Replicate the data exactly, every line included.
======== INFORMATION SHOWN ========
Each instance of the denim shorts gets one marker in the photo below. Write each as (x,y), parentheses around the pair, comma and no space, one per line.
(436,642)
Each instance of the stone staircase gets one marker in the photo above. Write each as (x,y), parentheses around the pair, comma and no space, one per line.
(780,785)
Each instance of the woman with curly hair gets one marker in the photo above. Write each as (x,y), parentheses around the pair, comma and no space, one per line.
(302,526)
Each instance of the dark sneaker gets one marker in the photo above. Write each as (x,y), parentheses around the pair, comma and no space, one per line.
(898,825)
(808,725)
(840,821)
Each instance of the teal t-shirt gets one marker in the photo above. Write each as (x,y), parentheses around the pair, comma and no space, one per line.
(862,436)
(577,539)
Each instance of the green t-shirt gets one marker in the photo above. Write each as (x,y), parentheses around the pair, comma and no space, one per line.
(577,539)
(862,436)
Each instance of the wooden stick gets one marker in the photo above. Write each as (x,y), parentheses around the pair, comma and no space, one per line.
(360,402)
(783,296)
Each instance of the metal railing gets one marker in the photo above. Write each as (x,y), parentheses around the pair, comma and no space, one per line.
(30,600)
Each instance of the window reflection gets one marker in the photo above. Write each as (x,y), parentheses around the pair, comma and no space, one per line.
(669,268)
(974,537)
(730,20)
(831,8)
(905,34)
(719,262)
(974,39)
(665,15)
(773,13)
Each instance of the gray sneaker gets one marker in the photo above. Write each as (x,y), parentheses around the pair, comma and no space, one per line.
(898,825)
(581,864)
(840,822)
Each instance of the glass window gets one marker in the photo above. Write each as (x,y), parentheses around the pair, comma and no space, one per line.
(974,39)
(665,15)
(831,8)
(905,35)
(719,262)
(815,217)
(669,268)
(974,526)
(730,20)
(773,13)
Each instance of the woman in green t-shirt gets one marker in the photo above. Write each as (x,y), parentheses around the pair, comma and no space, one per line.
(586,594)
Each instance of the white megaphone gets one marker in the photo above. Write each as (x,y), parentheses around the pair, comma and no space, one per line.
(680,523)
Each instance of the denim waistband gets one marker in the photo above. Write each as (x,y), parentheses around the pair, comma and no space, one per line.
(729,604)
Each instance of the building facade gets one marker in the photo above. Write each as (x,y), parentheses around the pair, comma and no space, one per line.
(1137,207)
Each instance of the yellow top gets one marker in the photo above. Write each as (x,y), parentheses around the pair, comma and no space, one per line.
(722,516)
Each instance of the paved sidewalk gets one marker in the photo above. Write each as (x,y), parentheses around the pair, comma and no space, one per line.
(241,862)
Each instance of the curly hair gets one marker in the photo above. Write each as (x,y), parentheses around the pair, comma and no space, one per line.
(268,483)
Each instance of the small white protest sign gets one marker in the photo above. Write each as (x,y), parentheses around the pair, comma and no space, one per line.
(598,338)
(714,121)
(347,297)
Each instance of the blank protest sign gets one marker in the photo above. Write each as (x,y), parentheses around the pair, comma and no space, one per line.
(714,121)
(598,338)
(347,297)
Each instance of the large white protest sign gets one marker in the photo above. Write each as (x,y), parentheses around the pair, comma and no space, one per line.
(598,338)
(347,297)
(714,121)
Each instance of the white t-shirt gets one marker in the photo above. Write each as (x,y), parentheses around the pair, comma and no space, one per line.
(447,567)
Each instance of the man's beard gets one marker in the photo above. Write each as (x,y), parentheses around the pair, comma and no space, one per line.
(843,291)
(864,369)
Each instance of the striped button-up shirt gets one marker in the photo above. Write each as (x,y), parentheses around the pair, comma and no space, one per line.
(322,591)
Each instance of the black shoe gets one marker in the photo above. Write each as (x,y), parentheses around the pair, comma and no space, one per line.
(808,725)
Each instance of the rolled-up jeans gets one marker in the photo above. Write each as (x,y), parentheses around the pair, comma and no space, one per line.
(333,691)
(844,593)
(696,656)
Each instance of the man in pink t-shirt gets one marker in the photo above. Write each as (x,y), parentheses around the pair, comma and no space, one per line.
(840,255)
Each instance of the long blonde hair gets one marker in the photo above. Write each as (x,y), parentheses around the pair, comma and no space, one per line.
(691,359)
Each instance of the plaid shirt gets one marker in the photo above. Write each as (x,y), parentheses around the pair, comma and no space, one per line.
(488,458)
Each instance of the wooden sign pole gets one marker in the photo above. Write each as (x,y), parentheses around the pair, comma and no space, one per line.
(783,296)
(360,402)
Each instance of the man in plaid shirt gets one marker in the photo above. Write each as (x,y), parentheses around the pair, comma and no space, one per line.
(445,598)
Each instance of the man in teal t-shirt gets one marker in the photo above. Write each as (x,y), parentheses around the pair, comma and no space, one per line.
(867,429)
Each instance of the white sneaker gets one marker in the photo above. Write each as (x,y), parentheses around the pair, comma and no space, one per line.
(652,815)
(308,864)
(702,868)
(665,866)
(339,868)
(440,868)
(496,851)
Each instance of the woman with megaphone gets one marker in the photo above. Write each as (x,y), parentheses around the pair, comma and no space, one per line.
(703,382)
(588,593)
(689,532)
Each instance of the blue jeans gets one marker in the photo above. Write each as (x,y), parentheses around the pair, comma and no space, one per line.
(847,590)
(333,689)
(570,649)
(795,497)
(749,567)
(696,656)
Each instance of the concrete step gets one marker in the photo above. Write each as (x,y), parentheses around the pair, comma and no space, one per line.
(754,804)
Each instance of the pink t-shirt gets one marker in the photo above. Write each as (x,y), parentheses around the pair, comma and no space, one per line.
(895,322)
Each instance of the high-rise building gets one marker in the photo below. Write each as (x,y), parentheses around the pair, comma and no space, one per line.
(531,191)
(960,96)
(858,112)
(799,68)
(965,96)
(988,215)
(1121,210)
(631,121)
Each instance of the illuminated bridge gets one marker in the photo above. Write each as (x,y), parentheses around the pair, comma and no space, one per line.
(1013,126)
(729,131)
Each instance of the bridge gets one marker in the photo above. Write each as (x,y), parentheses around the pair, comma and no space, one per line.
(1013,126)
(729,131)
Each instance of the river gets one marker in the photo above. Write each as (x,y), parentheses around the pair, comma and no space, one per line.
========
**OUTPUT OF THE EXERCISE**
Each instance of the denim shorts gets one marker in the photo below. Write each as (x,y), parentheses around the pair, comma and no space, one per line.
(436,642)
Each instance of the stone staircase gets one marker in the photo above. Write each as (x,y), parentheses around the pair, comma and no space, one per line.
(780,785)
Each instance of the woman with curly hair gets one marker in the photo above. Write each as (x,y), parentheses around the pair, comma and no space, one per line.
(302,526)
Each instance of the dark sneaker gets one marker in the photo above. Write each as (x,y), parentheses around the pair, comma and no space, one per line.
(898,825)
(808,725)
(840,821)
Each instance of the teal t-shirt gets one marker in the photo above. Write each as (x,y), parentheses around the pair, comma and no space, one per line.
(862,436)
(577,539)
Each instance of the green t-shirt gets one marker in the photo above. Write each as (x,y), parentheses around the pair, comma and no space, one per line.
(577,539)
(862,436)
Each instance of the wooden stick gets one marker in the photo above. Write each as (x,y), parentheses around the pair, comma and no space, one per line.
(360,402)
(783,296)
Each instance of the metal railing gets one marker in the photo above. Write each as (x,y), parentheses around the pair, comma and no space, one per line.
(30,600)
Each instance of the window reflection gets one marker in the photo above. Write each as (x,y), parentheses around the pair, comma and no space, one per line.
(669,268)
(974,537)
(730,20)
(831,8)
(905,34)
(719,262)
(974,39)
(665,15)
(773,13)
Each instance of the gray sneaker gets one marker in the photo above. Write each as (x,y), parentheses around the pair, comma and no space, one per line.
(898,825)
(581,864)
(840,822)
Each instance of the glass window gets one marker in the photo above. Write each as (x,y), parentheses around the pair, comma and no space, one per line.
(974,39)
(665,15)
(831,8)
(905,35)
(719,262)
(815,217)
(669,268)
(974,526)
(730,20)
(773,13)
Each instance of the woman in green t-shirt gets one marker in the photo above. Write each as (x,y), parentheses around the pair, comma and no space, one per line.
(586,594)
Each instance of the white megaphone gets one marker in the photo above. Write each as (x,y), parentheses around the pair, comma and no space, one per line.
(680,523)
Each instance of the denim waistband gets one marker in the photo above. Write each as (x,y), parentheses around the pair, comma and no space, one per line.
(729,604)
Each instance of the building facade gets one marker in the photo above. Write each as (x,y), parentheses around the pair, comma and no space, one per line.
(1137,207)
Each instance of the yellow top gets one marker in the photo above. Write each as (x,y), parentheses around the pair, comma and no space, one per line.
(722,516)
Each instance of the paved sidewalk gets one marker in the photo above. Write each as (x,y), parentheses around the pair, comma and no space, one per line.
(241,862)
Each instance of the curly hair gets one marker in the photo above. Write each as (x,y), parentheses around the pair, comma and no space, one per line.
(268,483)
Each instance of the small white protest sign gets one marker in the photo above. Write each as (x,y), parentheses around the pair, comma and no space, one per line.
(598,338)
(714,121)
(347,297)
Each instance of the blank protest sign gets one marker in the photo above. Write each as (x,y), parentheses around the pair, comma and no space, one per line.
(714,121)
(598,338)
(347,297)
Each instance of the large white protest sign gets one marker in the photo above. Write each as (x,y), parentheses around the pair, comma and no space, one per line.
(598,338)
(347,297)
(714,121)
Each instance of the white t-shirt gets one marker in the photo above. Write each as (x,y), parentheses around the pair, comma and no space, one per line.
(447,567)
Each instance of the man's beard gets one marker in the photo above. Write each as (x,y), parentheses around the pair, comma and no space, one per line.
(843,291)
(864,369)
Each instance of the striped button-up shirt gets one marker in the photo above. Write each as (x,y), parentheses around the pair, comma and no space, one per line.
(322,591)
Each instance of the black shoe gets one marker in the photo above. Write each as (x,y), parentheses around the pair, comma and no space, one per line.
(808,725)
Each instance of the rolled-up jeans gets one marker in the photo above. Write each as (x,y), parentheses around the pair, comma and no space, one per line.
(333,691)
(844,593)
(696,656)
Each instance of the man in pink t-shirt gets one marker in the photo above. Write each as (x,y), parentheses around the pair, comma and no space, one per line.
(840,255)
Each instance of the long blonde hair gets one marker in the photo above. Write each as (x,y), parentheses around the pair, comma and no space, one per line.
(691,359)
Each instance of the plaid shirt gets one marker in the photo above. Write each as (x,y), parentheses around the pair, comma and no space, one per line.
(488,458)
Each instance of the wooden sign pole gets one marker in the photo above. Write each as (x,y), parentheses around the pair, comma and no space, one per line.
(783,296)
(360,402)
Each instance of the man in plaid shirt gets one marker in the photo above. Write each as (x,y), parentheses around the pair, comma and no space, one per line.
(445,598)
Each instance of the man in teal t-shirt gets one marker in the photo above. Write each as (x,y), parentheses around the pair, comma and no space, one per line.
(867,429)
Each instance of the white sneaker gets one marker in the photo above. Write each as (x,y), parentheses around the pair, comma and no space, one per line.
(652,815)
(308,864)
(702,868)
(665,866)
(339,868)
(440,868)
(496,851)
Each instance of the woman with megaphone gets one marker in the photo above. Write each as (x,y), parentheses around the pair, comma and no space, one per line.
(703,382)
(588,593)
(689,532)
Each instance of the blue jeans gets one marker in the photo above. Write each as (x,y), parentheses around the pair, comma and no space, one per line.
(847,590)
(333,689)
(570,649)
(795,497)
(749,567)
(696,656)
Each instance of the concrete step gets one marker in the photo above. Write each as (x,y), parentheses around the pair, comma and no space, one per line.
(754,804)
Each instance of the pink t-shirt gets one marker in the photo above. Write each as (x,y), parentheses around the pair, comma and no space, one per line.
(895,322)
Each instance of the high-rise building gets one marker in the photo below. Write each as (x,y), parentheses around the pair, comma and no space, one per line.
(531,191)
(960,96)
(858,112)
(799,68)
(965,96)
(988,215)
(1121,210)
(631,121)
Each instance of the illuminated bridge gets one marker in the photo above. Write each as (x,y), parentheses around the pair, comma and no space, one per line.
(1013,126)
(729,131)
Each instance of the bridge gets one marker in the photo above. Write each as (x,y), parentheses around the pair, comma and no space, one per line.
(1013,126)
(729,131)
Each instance of the river gets one marker in the photo above. Write each as (x,y), parentheses around the pair, comma and no space, one per line.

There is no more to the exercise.